- **Try it**:
The data below is to be transcribed word for word; pictures are to be excluded.

Segment Start: Data under study

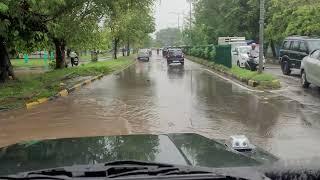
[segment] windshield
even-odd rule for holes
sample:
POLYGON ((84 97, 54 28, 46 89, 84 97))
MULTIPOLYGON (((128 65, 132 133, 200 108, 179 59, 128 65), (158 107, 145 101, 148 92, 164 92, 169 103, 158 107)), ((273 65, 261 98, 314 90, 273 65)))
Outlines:
POLYGON ((170 56, 182 56, 183 53, 181 50, 169 50, 170 56))
POLYGON ((320 40, 310 40, 308 41, 310 52, 320 49, 320 40))
POLYGON ((0 0, 0 173, 126 160, 304 167, 320 158, 320 63, 307 55, 320 49, 319 9, 0 0))

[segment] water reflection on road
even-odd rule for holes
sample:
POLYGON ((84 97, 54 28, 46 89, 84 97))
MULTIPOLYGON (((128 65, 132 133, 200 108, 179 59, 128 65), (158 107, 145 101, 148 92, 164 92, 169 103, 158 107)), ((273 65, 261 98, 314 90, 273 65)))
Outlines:
POLYGON ((0 146, 31 139, 195 132, 211 138, 245 134, 282 158, 312 158, 319 128, 307 107, 224 82, 187 61, 160 56, 107 76, 69 97, 29 112, 0 114, 0 146))

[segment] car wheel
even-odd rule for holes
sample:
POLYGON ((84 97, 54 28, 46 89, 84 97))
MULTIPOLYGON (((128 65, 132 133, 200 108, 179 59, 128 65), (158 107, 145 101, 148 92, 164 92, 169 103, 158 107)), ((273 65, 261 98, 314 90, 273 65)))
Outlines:
POLYGON ((240 62, 239 61, 237 61, 237 66, 240 67, 240 62))
POLYGON ((305 71, 301 72, 301 84, 303 88, 308 88, 310 86, 310 83, 307 80, 307 74, 305 71))
POLYGON ((290 69, 290 67, 289 67, 289 62, 288 62, 288 61, 283 61, 283 62, 281 63, 281 70, 282 70, 282 73, 283 73, 284 75, 290 75, 291 69, 290 69))
POLYGON ((184 66, 184 62, 181 62, 181 65, 184 66))

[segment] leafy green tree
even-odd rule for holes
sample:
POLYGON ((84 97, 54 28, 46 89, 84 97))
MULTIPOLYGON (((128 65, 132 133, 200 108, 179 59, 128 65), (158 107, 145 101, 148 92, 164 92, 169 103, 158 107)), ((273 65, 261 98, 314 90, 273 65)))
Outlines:
POLYGON ((154 0, 117 0, 113 1, 106 12, 106 26, 110 27, 113 37, 114 58, 117 59, 118 47, 121 42, 141 39, 154 31, 154 19, 151 7, 154 0))
POLYGON ((163 46, 181 45, 182 33, 178 28, 161 29, 156 33, 156 41, 163 46))
POLYGON ((0 2, 0 82, 15 78, 9 53, 15 49, 33 50, 45 39, 45 23, 64 9, 60 0, 2 0, 0 2), (41 8, 38 8, 41 7, 41 8), (60 7, 60 8, 57 8, 60 7), (56 9, 53 12, 51 9, 56 9))

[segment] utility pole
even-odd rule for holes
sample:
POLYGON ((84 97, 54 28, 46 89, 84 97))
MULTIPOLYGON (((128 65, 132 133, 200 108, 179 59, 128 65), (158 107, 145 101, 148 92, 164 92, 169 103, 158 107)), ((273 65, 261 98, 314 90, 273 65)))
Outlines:
POLYGON ((190 31, 192 27, 192 0, 189 0, 190 3, 190 31))
POLYGON ((263 70, 263 42, 264 42, 264 0, 260 0, 260 28, 259 28, 259 73, 263 70))
POLYGON ((180 14, 178 14, 178 29, 180 30, 180 14))

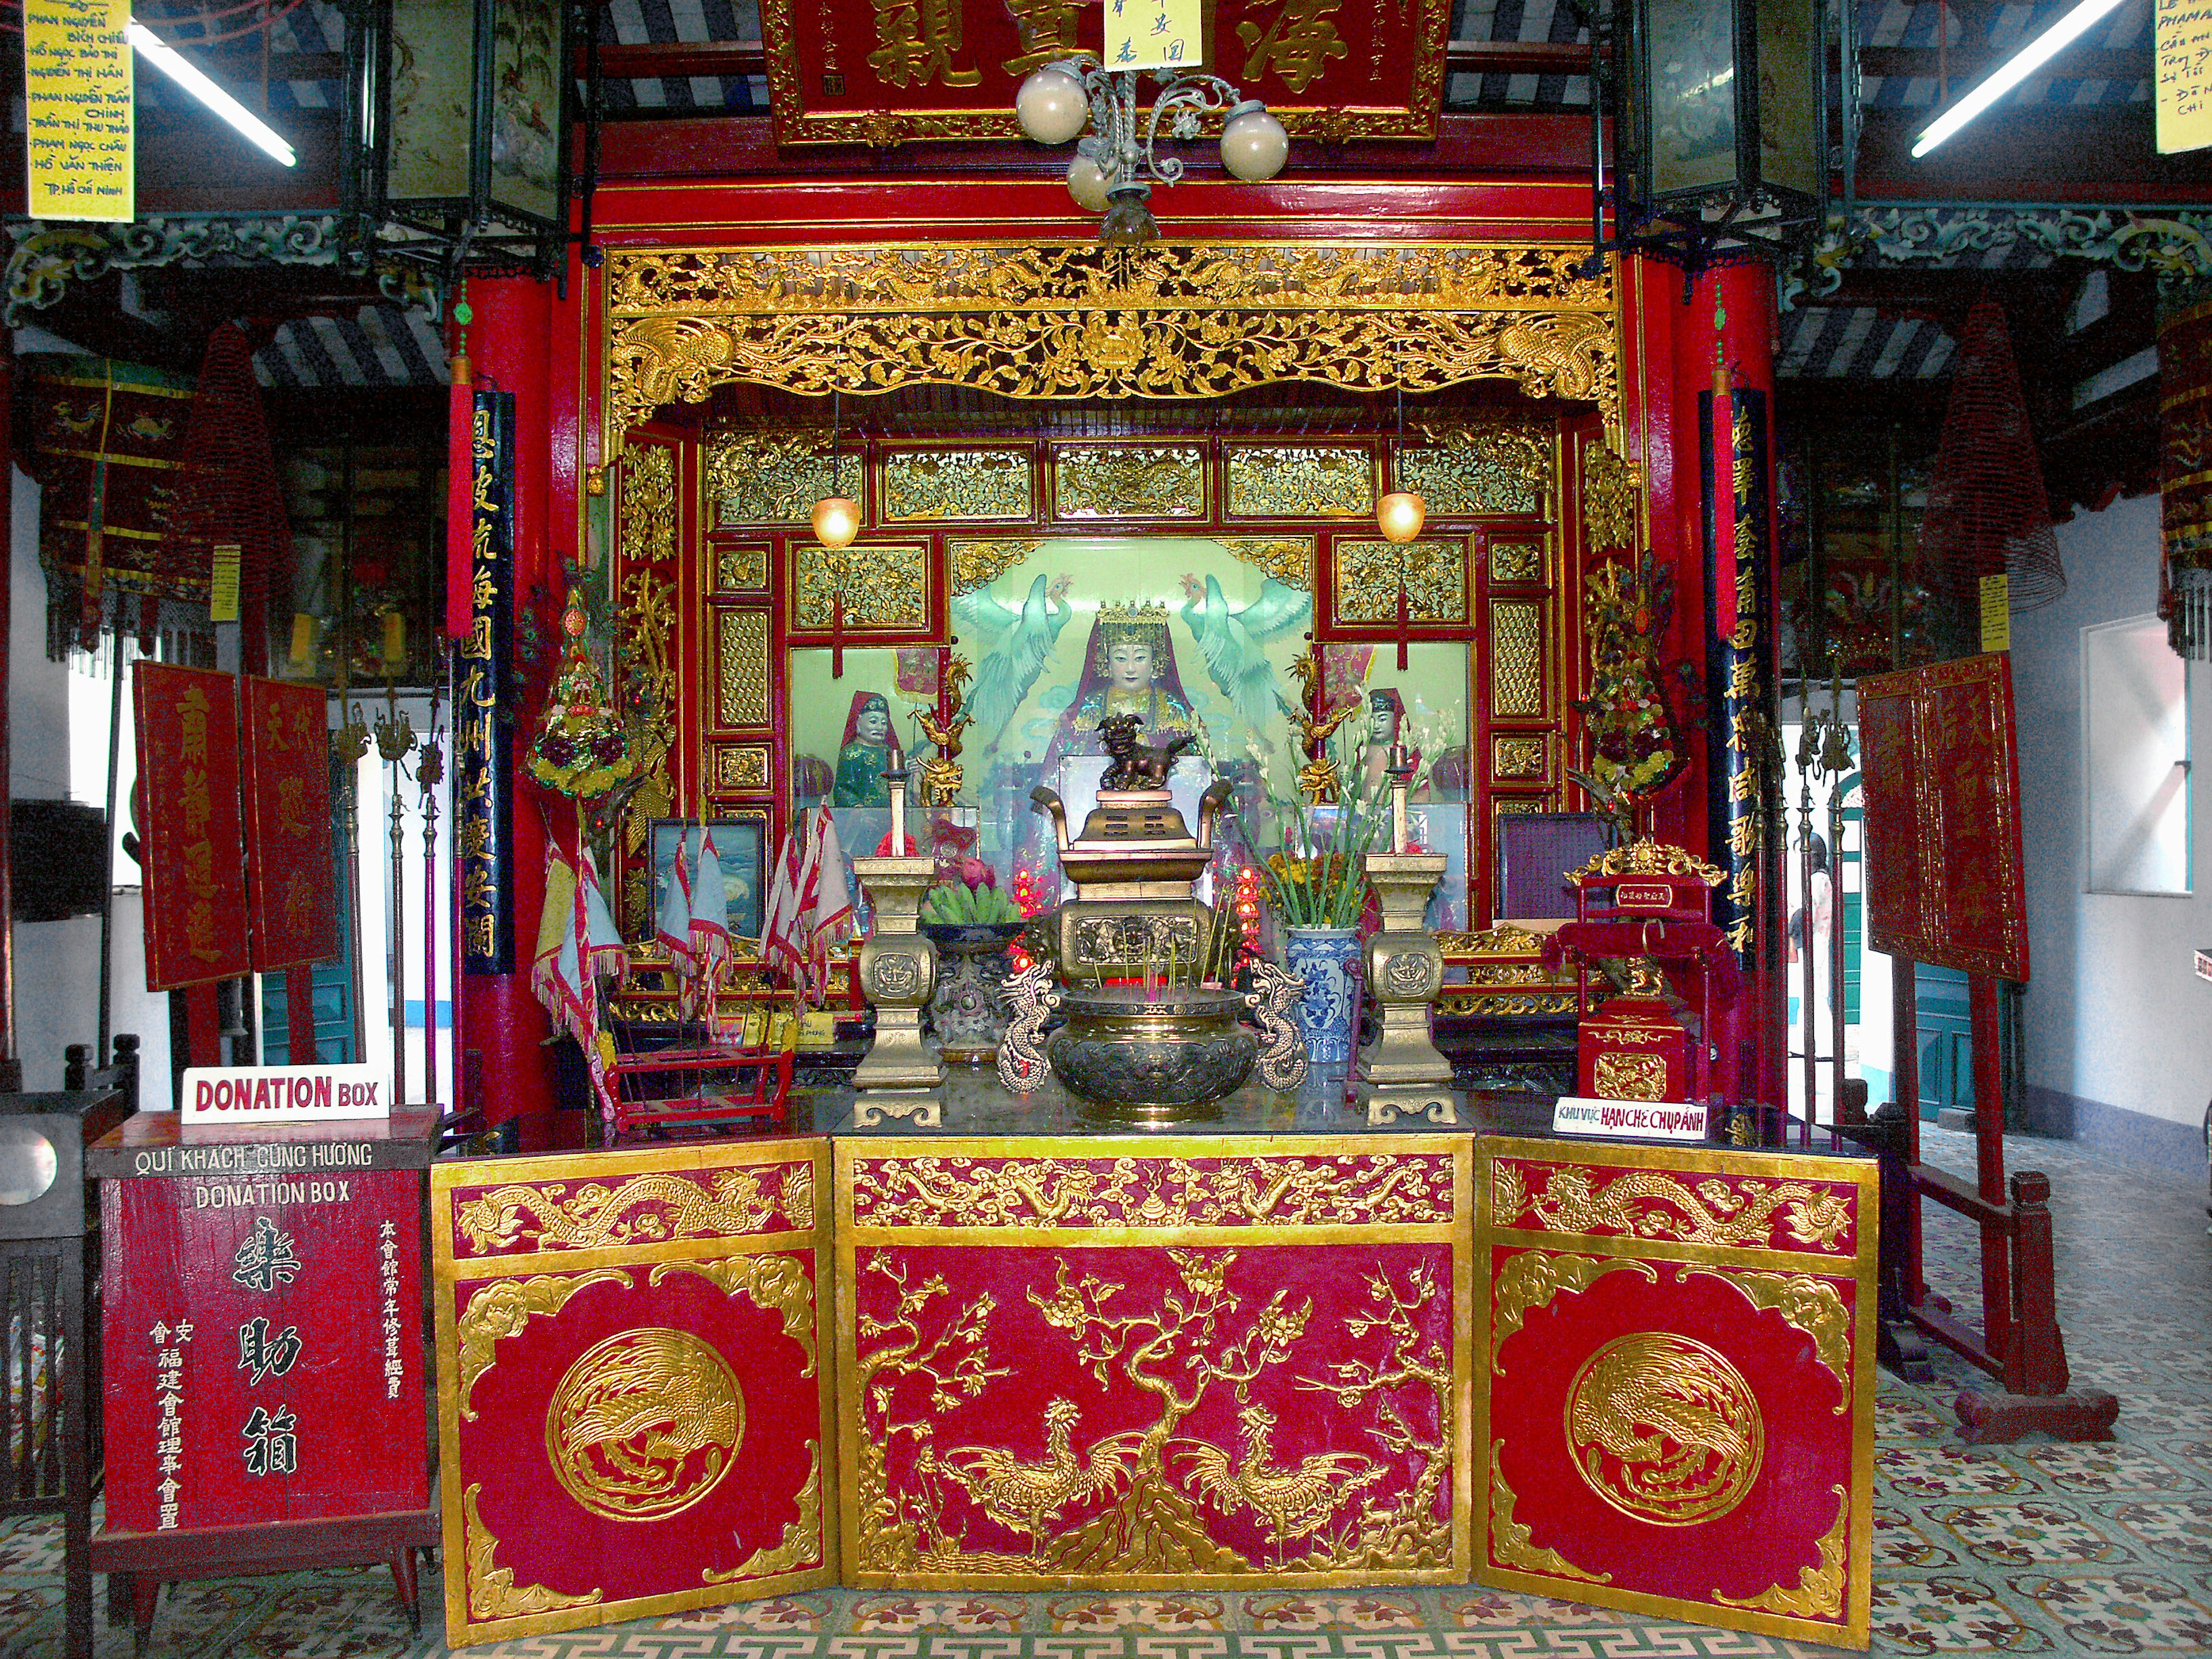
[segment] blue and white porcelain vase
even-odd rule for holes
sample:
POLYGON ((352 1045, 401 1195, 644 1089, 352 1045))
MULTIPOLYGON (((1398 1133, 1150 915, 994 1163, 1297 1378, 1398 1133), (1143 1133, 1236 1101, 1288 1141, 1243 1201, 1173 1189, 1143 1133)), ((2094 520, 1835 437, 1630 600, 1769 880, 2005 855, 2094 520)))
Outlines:
POLYGON ((1288 927, 1283 937, 1285 965, 1306 982, 1297 1007, 1306 1057, 1316 1066, 1349 1065, 1359 1013, 1359 986, 1353 977, 1359 930, 1288 927))

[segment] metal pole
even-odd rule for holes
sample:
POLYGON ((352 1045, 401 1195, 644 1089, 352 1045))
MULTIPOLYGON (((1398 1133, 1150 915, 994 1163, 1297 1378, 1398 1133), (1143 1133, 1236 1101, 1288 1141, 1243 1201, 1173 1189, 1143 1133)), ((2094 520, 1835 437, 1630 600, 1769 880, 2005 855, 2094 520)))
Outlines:
POLYGON ((422 1099, 438 1103, 438 784, 445 756, 436 746, 438 682, 430 680, 430 718, 415 779, 422 789, 422 1099))
POLYGON ((93 1052, 107 1064, 108 1028, 113 1018, 115 976, 115 793, 120 787, 123 750, 123 613, 118 602, 115 629, 108 636, 114 654, 107 687, 107 838, 100 851, 100 1036, 93 1052))

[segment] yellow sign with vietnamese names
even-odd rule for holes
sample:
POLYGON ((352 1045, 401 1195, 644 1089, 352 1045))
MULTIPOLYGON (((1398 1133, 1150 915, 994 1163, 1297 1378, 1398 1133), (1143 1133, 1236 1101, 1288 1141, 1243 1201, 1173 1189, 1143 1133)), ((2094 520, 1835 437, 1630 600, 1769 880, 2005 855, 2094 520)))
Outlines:
POLYGON ((2158 152, 2212 144, 2212 0, 2156 0, 2158 152))
POLYGON ((1206 46, 1199 0, 1106 0, 1106 67, 1196 69, 1206 46))
POLYGON ((2002 571, 1982 578, 1982 649, 2012 649, 2012 578, 2002 571))
POLYGON ((133 208, 131 0, 24 0, 34 219, 123 223, 133 208))

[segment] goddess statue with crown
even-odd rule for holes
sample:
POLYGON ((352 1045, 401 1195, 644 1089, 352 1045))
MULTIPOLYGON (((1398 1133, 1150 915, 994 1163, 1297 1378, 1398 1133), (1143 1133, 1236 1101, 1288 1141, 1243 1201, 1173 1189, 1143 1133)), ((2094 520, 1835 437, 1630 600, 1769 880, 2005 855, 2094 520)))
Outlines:
POLYGON ((1198 737, 1204 728, 1183 694, 1164 605, 1109 605, 1091 627, 1083 678, 1045 750, 1048 774, 1066 755, 1103 755, 1098 722, 1134 714, 1147 743, 1198 737))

Segment End: Data under study

- **Response to the exercise**:
[segment] windshield
even-odd rule for holes
sample:
POLYGON ((84 97, 54 28, 46 89, 84 97))
MULTIPOLYGON (((128 65, 132 133, 200 108, 179 59, 128 65), (158 107, 145 101, 148 92, 164 92, 169 103, 158 107)), ((273 65, 261 98, 314 90, 273 65)))
Outlines:
POLYGON ((170 56, 182 56, 183 53, 181 50, 169 50, 170 56))
POLYGON ((320 40, 310 40, 308 41, 310 52, 320 49, 320 40))
POLYGON ((0 0, 0 173, 126 160, 304 167, 320 158, 320 63, 307 55, 320 49, 319 9, 0 0))

[segment] water reflection on road
even-odd rule for holes
sample:
POLYGON ((84 97, 54 28, 46 89, 84 97))
MULTIPOLYGON (((128 65, 132 133, 200 108, 179 59, 128 65), (158 107, 145 101, 148 92, 164 92, 169 103, 158 107)), ((273 65, 261 98, 314 90, 273 65)))
Outlines:
POLYGON ((0 146, 31 139, 195 132, 211 138, 245 134, 282 158, 312 158, 319 128, 307 107, 224 82, 187 61, 160 56, 107 76, 69 97, 29 112, 0 114, 0 146))

[segment] car wheel
even-odd rule for holes
sample:
POLYGON ((84 97, 54 28, 46 89, 84 97))
MULTIPOLYGON (((128 65, 132 133, 200 108, 179 59, 128 65), (158 107, 145 101, 148 92, 164 92, 169 103, 158 107)), ((273 65, 261 98, 314 90, 273 65)))
Outlines:
POLYGON ((240 62, 239 61, 237 61, 237 66, 240 67, 240 62))
POLYGON ((305 71, 301 72, 301 84, 303 88, 308 88, 310 86, 310 83, 307 80, 307 74, 305 71))
POLYGON ((290 69, 290 67, 289 67, 289 62, 288 62, 288 61, 283 61, 283 62, 281 63, 281 70, 282 70, 282 73, 283 73, 284 75, 290 75, 291 69, 290 69))
POLYGON ((184 66, 184 62, 181 62, 181 65, 184 66))

[segment] leafy green tree
even-odd rule for holes
sample:
POLYGON ((84 97, 54 28, 46 89, 84 97))
MULTIPOLYGON (((128 65, 132 133, 200 108, 179 59, 128 65), (158 107, 145 101, 148 92, 164 92, 169 103, 158 107)), ((273 65, 261 98, 314 90, 273 65)))
Outlines:
POLYGON ((154 0, 117 0, 113 1, 106 12, 106 26, 110 27, 113 37, 114 58, 117 59, 118 47, 121 42, 141 39, 154 31, 154 19, 151 7, 154 0))
POLYGON ((163 46, 181 45, 182 33, 178 28, 161 29, 156 33, 156 41, 163 46))
POLYGON ((0 2, 0 82, 15 78, 9 53, 15 49, 33 50, 45 39, 45 23, 64 9, 60 0, 2 0, 0 2), (41 8, 38 8, 41 7, 41 8), (60 7, 60 8, 57 8, 60 7), (56 9, 53 12, 51 9, 56 9))

[segment] utility pole
even-odd rule for holes
sample:
POLYGON ((84 97, 54 28, 46 89, 84 97))
MULTIPOLYGON (((128 65, 132 133, 200 108, 179 59, 128 65), (158 107, 145 101, 148 92, 164 92, 169 103, 158 107)), ((273 65, 261 98, 314 90, 273 65)))
Outlines:
POLYGON ((190 31, 192 27, 192 0, 189 0, 190 3, 190 31))
POLYGON ((263 70, 263 42, 264 42, 264 0, 260 0, 260 28, 259 28, 259 73, 263 70))
POLYGON ((180 14, 178 14, 178 29, 180 30, 180 14))

[segment] blue and white porcelain vase
even-odd rule for holes
sample:
POLYGON ((352 1045, 401 1195, 644 1089, 352 1045))
MULTIPOLYGON (((1398 1133, 1150 915, 994 1163, 1297 1378, 1398 1133), (1143 1133, 1236 1101, 1288 1141, 1243 1201, 1173 1189, 1143 1133)), ((2094 520, 1835 437, 1630 600, 1769 880, 2005 855, 2094 520)))
Outlines:
POLYGON ((1288 927, 1283 937, 1285 965, 1306 982, 1297 1007, 1306 1057, 1316 1066, 1349 1065, 1359 1013, 1359 986, 1353 977, 1359 930, 1288 927))

[segment] metal pole
even-odd rule for holes
sample:
POLYGON ((352 1045, 401 1195, 644 1089, 352 1045))
MULTIPOLYGON (((1398 1133, 1150 915, 994 1163, 1297 1378, 1398 1133), (1143 1133, 1236 1101, 1288 1141, 1243 1201, 1173 1189, 1143 1133)), ((2094 520, 1835 437, 1630 600, 1769 880, 2005 855, 2094 520)))
Outlines:
POLYGON ((422 1099, 438 1103, 438 784, 445 756, 436 746, 438 682, 430 680, 430 718, 415 779, 422 789, 422 1099))
POLYGON ((93 1052, 107 1064, 108 1028, 113 1018, 115 976, 115 793, 120 787, 123 750, 123 613, 118 602, 115 629, 108 636, 114 654, 107 687, 107 838, 100 851, 100 1036, 93 1052))

[segment] yellow sign with vietnamese names
even-odd rule for holes
sample:
POLYGON ((352 1045, 401 1195, 644 1089, 352 1045))
MULTIPOLYGON (((1398 1133, 1150 915, 994 1163, 1297 1378, 1398 1133), (1143 1133, 1236 1101, 1288 1141, 1243 1201, 1173 1189, 1143 1133)), ((2094 520, 1835 437, 1630 600, 1769 880, 2005 855, 2094 520)))
Outlines:
POLYGON ((2158 152, 2212 144, 2212 0, 2156 0, 2158 152))
POLYGON ((1206 46, 1199 0, 1106 0, 1106 67, 1196 69, 1206 46))
POLYGON ((2002 571, 1982 578, 1982 649, 2012 649, 2012 578, 2002 571))
POLYGON ((133 208, 131 0, 24 0, 34 219, 123 223, 133 208))

[segment] goddess statue with crown
even-odd rule for holes
sample:
POLYGON ((352 1045, 401 1195, 644 1089, 352 1045))
MULTIPOLYGON (((1398 1133, 1150 915, 994 1163, 1297 1378, 1398 1133), (1143 1133, 1236 1101, 1288 1141, 1243 1201, 1173 1189, 1143 1133)), ((2094 520, 1835 437, 1630 600, 1769 880, 2005 855, 2094 520)))
Outlines:
POLYGON ((1198 737, 1204 728, 1183 694, 1164 605, 1109 605, 1091 627, 1083 678, 1045 750, 1048 774, 1066 755, 1103 755, 1098 722, 1134 714, 1147 743, 1198 737))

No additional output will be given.